Says U-M Health System CEO Dr. Ora Pescovitz, "I am confident that we can weather the current environment if we continue to harness the ingenuity of our faculty and staff, and to build on the factors that have produced the high quality of care we provide."

Pescovitz and Strong presented the preliminary year-end results and the proposed 2010 budget to regents Thursday. They noted that UMHHC has experienced a 15 percent increase in uncompensated care in just the past year, with increases in the number of patients who qualify for charity care, and those who cannot pay bills for care already received.

At the same time, a higher percentage of UMHS patients are covered by Medicare, Medicaid and county health plans, which do not reimburse at the same rates as private insurers. In fiscal year 2008, UMHHC was reimbursed $153 million less by these plans than it would have been if the same patients had been covered by private insurance. UMHHC is a major part of UMHS.

To help UMHHC meet these challenges, many units have poured tremendous effort into collaboration and teamwork aimed at improving efficiency, including boosts in labor productivity and reductions in supply cost growth, leaders say.

Strong points to the success of projects that have transformed operations in clinical and non-clinical areas using a "lean thinking" approach called the Michigan Quality System.

"Lean projects in a broad variety of areas have helped us add value and serve more patients with the same number of staff, reduce wait times, cut financial waste, improve safety and eliminate re-work," Strong says "As a result, patient care quality has improved during this challenging time."

At the same time, the non-clinical areas of UMHHC have used attrition management and a hiring freeze to minimize layoffs while reducing staff levels. Some areas have had a reduction in force, affecting 60 employees. The majority of these staff have found other positions in the organization; others are receiving transition assistance.

Building for the future

A number of expansion projects now under way at UMHS show why positive operating margins are so important. All will help UMHHC and its partners in the Medical School's Faculty Group Practice serve even more patients in coming years. And all are paid for out of UMHS reserve funds that come from years of positive operating margins. Some borrowing is used for large projects, but U-M's excellent bond rating ensures interest rates are as low as possible.

Among the projects:

• An 18-bed Medical Observation Unit that will open next month in University Hospital for patients who do not need a regular inpatient hospital bed but need to be observed for a time. Such care is on the rise, and helped account for the 3.2 percent rise in adjusted hospital discharges that UMHHC experienced in fiscal 2009. Outpatient visits also were up by 3.1 percent.

──────────

• **Problems to solve**
1/ According to the passage on the U-M Health System budget, by how much has uncompensated care at UMHHC increased in the past year?
2/ Transcribe the part of the passage on the U-M Health System budget starting at "To help UMHHC" and ending at "Michigan Quality System.".

Data items
──────────

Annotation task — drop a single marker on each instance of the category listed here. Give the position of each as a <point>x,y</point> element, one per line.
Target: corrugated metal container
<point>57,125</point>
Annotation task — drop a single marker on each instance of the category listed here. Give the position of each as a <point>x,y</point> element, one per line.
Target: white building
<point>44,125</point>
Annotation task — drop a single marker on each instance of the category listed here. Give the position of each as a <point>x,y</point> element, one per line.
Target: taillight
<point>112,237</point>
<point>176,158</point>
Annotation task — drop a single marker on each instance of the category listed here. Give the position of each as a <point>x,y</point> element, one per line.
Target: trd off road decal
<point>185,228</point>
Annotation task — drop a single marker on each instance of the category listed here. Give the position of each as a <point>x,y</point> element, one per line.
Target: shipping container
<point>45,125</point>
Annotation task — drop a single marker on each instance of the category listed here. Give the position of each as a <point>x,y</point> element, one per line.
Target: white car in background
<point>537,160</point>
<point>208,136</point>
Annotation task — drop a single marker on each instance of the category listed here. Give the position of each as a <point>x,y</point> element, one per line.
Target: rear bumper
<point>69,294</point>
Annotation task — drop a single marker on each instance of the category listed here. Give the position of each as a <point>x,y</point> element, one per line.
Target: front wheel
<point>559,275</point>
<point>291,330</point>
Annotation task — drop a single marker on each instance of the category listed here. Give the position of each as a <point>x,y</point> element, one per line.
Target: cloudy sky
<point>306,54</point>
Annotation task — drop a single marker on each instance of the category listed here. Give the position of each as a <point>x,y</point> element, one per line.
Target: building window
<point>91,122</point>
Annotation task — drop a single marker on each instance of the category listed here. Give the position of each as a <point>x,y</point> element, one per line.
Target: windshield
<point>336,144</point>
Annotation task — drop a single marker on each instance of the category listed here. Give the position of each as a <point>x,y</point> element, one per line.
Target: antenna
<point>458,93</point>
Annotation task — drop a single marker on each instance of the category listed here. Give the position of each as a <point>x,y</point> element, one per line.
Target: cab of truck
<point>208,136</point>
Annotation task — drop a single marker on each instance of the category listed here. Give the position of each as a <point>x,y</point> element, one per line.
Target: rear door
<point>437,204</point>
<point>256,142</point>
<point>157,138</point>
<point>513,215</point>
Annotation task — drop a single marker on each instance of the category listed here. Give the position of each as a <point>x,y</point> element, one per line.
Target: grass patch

──────────

• **Solutions to the problems**
1/ 15 percent

2/
To help UMHHC meet these challenges, many units have poured tremendous effort into collaboration and teamwork aimed at improving efficiency, including boosts in labor productivity and reductions in supply cost growth, leaders say.

Strong points to the success of projects that have transformed operations in clinical and non-clinical areas using a "lean thinking" approach called the Michigan Quality System.